> Extracted entries
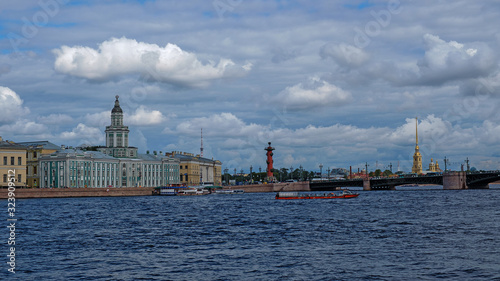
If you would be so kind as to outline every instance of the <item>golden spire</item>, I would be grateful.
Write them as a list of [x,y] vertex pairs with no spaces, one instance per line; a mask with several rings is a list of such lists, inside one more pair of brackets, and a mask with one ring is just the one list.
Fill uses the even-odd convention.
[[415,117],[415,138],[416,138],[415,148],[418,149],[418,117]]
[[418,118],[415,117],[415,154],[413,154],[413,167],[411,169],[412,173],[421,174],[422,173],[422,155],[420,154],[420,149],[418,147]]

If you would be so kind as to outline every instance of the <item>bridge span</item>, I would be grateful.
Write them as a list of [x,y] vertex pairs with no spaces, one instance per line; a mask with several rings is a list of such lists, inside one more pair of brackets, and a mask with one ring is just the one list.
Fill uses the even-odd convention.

--

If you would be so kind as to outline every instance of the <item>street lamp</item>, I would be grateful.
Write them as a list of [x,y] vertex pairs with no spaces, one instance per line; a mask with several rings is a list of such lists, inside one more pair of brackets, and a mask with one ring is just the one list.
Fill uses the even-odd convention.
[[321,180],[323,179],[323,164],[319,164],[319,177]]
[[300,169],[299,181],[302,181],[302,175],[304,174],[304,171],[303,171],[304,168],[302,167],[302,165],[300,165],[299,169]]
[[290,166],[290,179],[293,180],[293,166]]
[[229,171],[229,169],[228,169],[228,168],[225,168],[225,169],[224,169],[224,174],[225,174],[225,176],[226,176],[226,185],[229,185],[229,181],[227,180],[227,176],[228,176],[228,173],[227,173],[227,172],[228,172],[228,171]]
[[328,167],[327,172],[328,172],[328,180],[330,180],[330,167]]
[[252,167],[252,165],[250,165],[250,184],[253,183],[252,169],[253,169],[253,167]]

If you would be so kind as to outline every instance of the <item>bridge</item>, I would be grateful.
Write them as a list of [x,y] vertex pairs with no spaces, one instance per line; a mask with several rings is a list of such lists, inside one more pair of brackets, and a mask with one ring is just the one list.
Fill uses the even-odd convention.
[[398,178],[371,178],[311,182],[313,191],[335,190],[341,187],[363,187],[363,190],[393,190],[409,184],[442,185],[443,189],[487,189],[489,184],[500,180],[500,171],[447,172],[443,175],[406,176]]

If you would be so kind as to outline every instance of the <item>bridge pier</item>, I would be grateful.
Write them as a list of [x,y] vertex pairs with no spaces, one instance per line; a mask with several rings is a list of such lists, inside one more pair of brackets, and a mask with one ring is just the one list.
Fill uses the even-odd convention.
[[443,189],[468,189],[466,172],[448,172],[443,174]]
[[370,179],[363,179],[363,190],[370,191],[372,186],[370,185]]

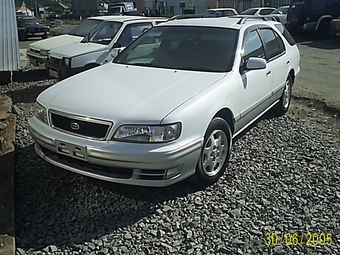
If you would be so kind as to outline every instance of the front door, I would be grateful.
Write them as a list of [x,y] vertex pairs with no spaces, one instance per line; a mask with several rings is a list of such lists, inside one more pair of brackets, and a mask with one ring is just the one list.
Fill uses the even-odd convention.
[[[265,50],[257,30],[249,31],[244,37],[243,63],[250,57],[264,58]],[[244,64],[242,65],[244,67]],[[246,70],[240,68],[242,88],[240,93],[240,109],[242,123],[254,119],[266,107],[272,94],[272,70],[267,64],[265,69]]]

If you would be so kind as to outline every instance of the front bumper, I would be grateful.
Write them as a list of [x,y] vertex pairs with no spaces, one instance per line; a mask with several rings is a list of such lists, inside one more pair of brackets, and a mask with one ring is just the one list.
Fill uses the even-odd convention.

> What to do
Show every line in the entries where the string "front" occurs.

> Solution to the problem
If you would be so kind as to outline every instance of the front door, I would be grateful.
If you would be so kind as to outline every instance of the front bumper, I would be grateful.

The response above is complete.